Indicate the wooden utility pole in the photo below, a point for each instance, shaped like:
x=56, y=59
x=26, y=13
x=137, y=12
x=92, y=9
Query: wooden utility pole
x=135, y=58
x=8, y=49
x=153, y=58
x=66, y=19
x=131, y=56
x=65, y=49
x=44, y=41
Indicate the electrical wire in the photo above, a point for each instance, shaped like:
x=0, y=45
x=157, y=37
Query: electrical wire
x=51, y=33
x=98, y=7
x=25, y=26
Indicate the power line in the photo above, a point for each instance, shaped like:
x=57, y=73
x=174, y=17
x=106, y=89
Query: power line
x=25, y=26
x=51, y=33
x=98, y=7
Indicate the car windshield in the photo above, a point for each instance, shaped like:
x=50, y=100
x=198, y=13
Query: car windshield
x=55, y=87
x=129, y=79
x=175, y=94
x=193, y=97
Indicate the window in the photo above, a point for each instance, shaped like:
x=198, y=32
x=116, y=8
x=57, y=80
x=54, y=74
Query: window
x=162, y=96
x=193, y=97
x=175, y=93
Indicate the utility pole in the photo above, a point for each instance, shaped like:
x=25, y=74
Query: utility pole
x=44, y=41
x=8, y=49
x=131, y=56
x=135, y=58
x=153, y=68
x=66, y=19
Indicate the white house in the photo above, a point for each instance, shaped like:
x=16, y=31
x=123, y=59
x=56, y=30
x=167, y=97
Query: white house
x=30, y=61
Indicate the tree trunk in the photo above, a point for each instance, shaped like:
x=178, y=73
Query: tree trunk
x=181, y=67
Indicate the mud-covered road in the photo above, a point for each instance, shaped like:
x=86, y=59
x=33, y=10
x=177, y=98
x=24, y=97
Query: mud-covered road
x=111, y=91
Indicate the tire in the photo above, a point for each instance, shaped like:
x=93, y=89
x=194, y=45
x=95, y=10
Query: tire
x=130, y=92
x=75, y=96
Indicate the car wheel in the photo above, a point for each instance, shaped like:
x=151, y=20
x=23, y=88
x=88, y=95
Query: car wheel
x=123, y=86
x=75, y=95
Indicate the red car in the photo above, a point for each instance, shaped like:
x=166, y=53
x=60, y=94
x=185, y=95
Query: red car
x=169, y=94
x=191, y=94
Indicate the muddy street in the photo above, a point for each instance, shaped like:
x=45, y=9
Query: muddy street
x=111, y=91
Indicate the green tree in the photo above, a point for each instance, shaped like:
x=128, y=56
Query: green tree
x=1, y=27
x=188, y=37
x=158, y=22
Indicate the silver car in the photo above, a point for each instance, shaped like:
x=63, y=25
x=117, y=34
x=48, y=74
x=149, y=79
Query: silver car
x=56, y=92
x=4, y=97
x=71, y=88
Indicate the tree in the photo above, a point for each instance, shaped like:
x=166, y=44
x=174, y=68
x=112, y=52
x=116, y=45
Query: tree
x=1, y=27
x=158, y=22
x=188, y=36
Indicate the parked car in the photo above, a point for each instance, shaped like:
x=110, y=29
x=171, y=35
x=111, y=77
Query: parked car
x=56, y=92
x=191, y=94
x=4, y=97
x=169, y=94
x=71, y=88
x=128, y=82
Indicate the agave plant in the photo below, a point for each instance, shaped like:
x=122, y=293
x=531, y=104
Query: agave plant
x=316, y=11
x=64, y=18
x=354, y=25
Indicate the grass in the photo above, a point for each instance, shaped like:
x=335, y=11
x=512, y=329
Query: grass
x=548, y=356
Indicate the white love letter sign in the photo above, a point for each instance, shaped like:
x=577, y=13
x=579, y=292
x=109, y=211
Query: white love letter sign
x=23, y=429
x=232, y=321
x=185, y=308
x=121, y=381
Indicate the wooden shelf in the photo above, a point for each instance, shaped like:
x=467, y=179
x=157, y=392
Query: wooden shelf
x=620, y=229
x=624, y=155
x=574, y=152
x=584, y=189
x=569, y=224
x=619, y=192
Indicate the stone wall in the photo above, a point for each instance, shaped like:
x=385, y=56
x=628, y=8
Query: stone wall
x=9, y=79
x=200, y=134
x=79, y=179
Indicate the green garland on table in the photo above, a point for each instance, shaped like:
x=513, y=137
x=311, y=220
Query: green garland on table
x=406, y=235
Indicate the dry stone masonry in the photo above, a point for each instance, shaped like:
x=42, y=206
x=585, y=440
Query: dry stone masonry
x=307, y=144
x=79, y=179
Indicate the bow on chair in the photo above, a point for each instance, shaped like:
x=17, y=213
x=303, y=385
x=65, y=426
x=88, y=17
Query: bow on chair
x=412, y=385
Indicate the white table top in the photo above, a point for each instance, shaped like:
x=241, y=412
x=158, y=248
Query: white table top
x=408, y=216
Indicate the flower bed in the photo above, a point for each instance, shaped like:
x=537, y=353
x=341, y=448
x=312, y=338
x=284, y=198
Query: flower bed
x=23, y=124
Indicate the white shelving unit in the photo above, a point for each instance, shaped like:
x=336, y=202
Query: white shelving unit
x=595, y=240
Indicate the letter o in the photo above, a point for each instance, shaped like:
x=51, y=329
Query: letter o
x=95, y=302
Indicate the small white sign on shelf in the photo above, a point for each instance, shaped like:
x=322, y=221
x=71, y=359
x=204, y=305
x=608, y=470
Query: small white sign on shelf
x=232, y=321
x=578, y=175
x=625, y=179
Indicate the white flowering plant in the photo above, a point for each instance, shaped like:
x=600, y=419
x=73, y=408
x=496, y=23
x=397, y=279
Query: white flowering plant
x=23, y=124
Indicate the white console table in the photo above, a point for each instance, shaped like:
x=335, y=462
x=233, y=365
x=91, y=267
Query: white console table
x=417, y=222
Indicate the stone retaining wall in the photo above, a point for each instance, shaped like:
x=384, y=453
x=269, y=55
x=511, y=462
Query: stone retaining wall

==

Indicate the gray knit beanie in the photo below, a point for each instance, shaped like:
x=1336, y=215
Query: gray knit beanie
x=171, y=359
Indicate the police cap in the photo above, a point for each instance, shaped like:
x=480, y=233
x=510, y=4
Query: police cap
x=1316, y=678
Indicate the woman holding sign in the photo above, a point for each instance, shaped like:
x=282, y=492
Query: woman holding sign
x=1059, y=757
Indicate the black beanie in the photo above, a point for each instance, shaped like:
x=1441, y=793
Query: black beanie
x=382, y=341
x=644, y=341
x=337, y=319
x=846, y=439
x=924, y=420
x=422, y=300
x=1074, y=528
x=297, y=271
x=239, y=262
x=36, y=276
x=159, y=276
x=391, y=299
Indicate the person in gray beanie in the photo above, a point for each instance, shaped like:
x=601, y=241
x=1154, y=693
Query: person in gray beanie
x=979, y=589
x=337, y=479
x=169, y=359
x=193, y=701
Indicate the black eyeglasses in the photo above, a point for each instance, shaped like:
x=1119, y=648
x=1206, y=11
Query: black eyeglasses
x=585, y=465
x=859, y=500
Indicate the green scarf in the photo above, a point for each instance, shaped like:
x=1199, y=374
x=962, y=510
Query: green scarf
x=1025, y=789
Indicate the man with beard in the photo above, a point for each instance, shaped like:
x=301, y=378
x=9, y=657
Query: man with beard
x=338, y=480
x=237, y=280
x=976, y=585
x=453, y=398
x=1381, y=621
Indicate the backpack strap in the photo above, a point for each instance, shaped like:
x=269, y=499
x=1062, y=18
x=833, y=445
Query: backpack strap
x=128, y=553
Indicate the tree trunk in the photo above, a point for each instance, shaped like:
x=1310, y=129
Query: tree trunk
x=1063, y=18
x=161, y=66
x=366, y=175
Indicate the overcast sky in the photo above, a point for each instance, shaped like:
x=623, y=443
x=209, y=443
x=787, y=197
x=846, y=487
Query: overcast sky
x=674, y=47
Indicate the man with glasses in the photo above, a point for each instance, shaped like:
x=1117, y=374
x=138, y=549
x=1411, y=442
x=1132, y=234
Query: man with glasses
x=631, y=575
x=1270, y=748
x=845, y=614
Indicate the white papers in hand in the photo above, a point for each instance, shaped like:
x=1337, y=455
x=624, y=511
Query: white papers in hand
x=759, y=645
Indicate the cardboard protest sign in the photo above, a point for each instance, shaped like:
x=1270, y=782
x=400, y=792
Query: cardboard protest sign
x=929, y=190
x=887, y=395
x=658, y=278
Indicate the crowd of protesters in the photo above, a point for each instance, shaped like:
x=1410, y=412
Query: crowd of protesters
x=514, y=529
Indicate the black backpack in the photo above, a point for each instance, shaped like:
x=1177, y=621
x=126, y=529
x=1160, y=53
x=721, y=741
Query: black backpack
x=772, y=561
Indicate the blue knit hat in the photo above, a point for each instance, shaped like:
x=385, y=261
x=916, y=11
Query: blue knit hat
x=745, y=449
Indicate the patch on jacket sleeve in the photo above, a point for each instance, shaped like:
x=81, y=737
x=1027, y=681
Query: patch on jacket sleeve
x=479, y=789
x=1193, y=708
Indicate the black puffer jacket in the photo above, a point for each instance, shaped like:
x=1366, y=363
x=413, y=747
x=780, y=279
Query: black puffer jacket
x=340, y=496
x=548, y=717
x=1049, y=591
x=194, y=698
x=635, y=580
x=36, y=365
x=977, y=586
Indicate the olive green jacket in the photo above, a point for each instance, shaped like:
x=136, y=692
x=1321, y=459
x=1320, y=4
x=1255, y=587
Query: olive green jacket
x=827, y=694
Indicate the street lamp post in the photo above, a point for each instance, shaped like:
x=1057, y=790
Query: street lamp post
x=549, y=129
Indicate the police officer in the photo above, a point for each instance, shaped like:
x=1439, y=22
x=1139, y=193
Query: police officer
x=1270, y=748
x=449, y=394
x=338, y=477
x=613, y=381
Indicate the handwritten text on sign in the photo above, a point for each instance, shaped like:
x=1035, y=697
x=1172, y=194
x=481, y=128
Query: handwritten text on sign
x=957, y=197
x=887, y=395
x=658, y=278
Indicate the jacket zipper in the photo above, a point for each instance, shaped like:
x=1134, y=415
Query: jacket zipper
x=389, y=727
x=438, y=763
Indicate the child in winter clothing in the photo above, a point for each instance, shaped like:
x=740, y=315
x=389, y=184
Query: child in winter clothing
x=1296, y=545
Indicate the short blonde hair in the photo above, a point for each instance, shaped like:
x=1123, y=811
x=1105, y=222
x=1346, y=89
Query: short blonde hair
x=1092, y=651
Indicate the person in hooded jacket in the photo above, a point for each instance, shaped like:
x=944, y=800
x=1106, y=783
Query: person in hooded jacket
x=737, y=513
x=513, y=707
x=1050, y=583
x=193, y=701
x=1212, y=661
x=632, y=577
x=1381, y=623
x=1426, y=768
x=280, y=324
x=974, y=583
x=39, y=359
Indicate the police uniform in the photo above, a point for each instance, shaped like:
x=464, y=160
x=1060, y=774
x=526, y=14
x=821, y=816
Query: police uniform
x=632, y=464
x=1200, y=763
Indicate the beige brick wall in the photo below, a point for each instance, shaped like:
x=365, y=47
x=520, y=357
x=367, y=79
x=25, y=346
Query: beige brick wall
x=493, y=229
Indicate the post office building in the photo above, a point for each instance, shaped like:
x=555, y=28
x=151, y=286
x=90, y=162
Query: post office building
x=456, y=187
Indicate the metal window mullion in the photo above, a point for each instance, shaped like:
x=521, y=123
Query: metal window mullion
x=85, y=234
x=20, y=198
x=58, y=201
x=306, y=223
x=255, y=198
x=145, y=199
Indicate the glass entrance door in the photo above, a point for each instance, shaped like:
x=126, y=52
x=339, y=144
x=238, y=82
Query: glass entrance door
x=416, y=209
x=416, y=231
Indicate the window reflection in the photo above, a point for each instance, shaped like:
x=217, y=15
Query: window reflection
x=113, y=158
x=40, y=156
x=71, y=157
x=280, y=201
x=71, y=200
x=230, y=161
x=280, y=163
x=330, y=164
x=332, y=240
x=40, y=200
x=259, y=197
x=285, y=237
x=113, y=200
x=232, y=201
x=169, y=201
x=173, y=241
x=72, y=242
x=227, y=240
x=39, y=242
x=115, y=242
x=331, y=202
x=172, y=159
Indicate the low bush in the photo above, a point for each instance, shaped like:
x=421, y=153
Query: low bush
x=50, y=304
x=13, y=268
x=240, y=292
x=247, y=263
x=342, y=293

---

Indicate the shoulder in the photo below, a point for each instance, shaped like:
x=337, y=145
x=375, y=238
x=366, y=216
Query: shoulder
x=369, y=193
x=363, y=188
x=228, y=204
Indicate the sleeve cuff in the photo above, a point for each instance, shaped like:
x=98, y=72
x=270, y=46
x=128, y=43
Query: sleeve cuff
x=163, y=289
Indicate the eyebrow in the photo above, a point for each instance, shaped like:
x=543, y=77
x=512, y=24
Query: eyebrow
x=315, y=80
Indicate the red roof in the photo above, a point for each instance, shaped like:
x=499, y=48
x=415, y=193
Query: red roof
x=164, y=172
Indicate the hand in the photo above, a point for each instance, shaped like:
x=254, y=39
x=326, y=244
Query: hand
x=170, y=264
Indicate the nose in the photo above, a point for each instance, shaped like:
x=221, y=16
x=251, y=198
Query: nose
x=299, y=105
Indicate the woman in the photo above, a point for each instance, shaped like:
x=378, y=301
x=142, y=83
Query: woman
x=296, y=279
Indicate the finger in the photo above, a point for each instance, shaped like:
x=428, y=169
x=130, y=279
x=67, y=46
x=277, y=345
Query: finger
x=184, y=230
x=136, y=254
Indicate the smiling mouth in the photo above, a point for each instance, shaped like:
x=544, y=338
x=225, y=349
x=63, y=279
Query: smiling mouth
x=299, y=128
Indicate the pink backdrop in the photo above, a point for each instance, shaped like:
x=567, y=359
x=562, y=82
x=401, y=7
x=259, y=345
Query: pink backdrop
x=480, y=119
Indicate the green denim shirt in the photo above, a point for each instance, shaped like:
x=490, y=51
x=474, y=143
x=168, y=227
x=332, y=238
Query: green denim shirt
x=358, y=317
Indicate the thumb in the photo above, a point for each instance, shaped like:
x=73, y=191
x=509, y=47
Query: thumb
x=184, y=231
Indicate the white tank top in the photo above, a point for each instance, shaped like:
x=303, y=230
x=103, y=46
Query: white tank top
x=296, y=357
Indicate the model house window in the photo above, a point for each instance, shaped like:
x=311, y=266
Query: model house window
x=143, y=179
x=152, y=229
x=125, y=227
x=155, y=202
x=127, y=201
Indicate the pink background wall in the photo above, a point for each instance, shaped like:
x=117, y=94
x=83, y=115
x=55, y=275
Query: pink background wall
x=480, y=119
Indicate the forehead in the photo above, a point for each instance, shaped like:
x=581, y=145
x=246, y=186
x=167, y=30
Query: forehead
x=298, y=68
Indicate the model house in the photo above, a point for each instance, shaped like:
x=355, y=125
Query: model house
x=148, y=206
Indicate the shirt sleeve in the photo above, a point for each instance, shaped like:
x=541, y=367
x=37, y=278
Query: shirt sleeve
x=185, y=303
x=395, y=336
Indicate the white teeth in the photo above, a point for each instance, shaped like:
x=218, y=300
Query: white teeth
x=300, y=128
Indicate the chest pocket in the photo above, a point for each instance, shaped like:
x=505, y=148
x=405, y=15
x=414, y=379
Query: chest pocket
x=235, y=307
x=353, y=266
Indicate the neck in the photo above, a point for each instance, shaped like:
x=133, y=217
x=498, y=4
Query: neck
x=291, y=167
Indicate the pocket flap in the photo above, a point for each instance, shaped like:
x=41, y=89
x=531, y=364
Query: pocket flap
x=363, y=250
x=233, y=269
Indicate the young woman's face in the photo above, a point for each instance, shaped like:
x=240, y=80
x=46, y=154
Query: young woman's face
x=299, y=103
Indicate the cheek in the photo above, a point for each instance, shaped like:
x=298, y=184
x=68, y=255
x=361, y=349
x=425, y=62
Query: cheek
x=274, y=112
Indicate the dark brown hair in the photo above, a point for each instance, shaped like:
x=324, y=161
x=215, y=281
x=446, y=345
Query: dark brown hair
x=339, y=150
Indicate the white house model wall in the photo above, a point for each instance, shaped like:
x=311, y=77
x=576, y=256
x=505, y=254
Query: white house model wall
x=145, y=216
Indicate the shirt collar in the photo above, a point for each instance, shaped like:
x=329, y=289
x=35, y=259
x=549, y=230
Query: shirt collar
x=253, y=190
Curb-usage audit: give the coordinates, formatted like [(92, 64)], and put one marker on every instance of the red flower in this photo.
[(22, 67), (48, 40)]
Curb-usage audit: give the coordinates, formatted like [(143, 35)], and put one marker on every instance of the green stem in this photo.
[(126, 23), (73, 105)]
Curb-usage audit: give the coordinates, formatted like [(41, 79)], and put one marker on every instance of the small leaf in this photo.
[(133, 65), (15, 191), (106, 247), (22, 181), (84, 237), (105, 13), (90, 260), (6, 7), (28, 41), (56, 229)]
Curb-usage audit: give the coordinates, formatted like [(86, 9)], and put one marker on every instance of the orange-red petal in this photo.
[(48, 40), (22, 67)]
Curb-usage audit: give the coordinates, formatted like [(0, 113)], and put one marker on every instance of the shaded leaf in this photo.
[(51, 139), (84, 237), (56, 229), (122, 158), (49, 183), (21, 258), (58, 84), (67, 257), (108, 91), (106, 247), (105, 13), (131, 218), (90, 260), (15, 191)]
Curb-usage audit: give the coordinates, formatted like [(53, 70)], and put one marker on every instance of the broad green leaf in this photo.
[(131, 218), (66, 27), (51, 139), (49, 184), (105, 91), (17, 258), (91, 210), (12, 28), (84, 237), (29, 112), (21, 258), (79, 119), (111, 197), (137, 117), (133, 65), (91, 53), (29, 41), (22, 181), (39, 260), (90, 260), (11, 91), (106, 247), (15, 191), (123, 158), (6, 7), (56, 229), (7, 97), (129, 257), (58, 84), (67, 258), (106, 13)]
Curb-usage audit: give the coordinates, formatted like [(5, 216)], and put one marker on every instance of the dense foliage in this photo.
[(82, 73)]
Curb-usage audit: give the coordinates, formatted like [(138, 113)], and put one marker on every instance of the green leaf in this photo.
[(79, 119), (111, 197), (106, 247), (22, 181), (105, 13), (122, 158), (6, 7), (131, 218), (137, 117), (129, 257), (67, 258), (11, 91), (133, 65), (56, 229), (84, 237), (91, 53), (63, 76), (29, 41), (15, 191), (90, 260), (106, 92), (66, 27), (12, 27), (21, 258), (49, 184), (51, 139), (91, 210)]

(Activity)
Would you return all lines from the preceding listing that contain the word "below"?

(Your response)
Indicate the wooden utility pole in the photo below, a point for each instance, shaped like:
Indicate the agave plant in the photo below, a point for each instance, shaped like:
Indicate the gray knit beanie in the photo below, a point for each instance, shaped like:
Indicate the beige brick wall in the photo below, a point for each instance, shaped like:
Indicate the shoulder in the photo below, a point for each instance, shaped like:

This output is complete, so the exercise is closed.